Accordingly, speech recognition machine 130 may be able to robustly
recognize speech, even when such speech may include ambiguities,
mispronunciations, etc.
[0050] Speech recognition machine 130 may be trained with regard to
an individual, a plurality of individuals, and/or a population.
Training speech recognition machine 130 with regard to a population
of individuals may cause speech recognition machine 130 to robustly
recognize speech by members of the population, taking into account
possible distinct characteristics of speech that may occur more
frequently within the population (e.g., different languages of
speech, speaking accents, vocabulary, and/or any other distinctive
characteristics of speech that may vary between members of
populations). Training speech recognition machine 130 with regard
to an individual and/or with regard to a plurality of individuals
may further tune recognition of speech to take into account further
differences in speech characteristics of the individual and/or
plurality of individuals. In some examples, different speech
recognition machines (e.g., a speech recognition machine (A) and a
speech recognition (B)) may be trained with regard to different
populations of individuals, thereby causing each different speech
recognition machine to robustly recognize speech by members of
different populations, taking into account speech characteristics
that may differ between the different populations.
● ● ● ● ● ● ●
[Given problem] Copy the speech recognition text word for word, between "Accordingly, speech recognition" and "mispronunciations, etc.", inclusive.

[Extracted records]
● ● ● ● ● ● ●
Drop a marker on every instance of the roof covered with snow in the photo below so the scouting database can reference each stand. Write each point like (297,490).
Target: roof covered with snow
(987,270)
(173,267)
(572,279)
● ● ● ● ● ● ●
[Completed exercise]
Accordingly, speech recognition machine 130 may be able to robustly
recognize speech, even when such speech may include ambiguities,
mispronunciations, etc.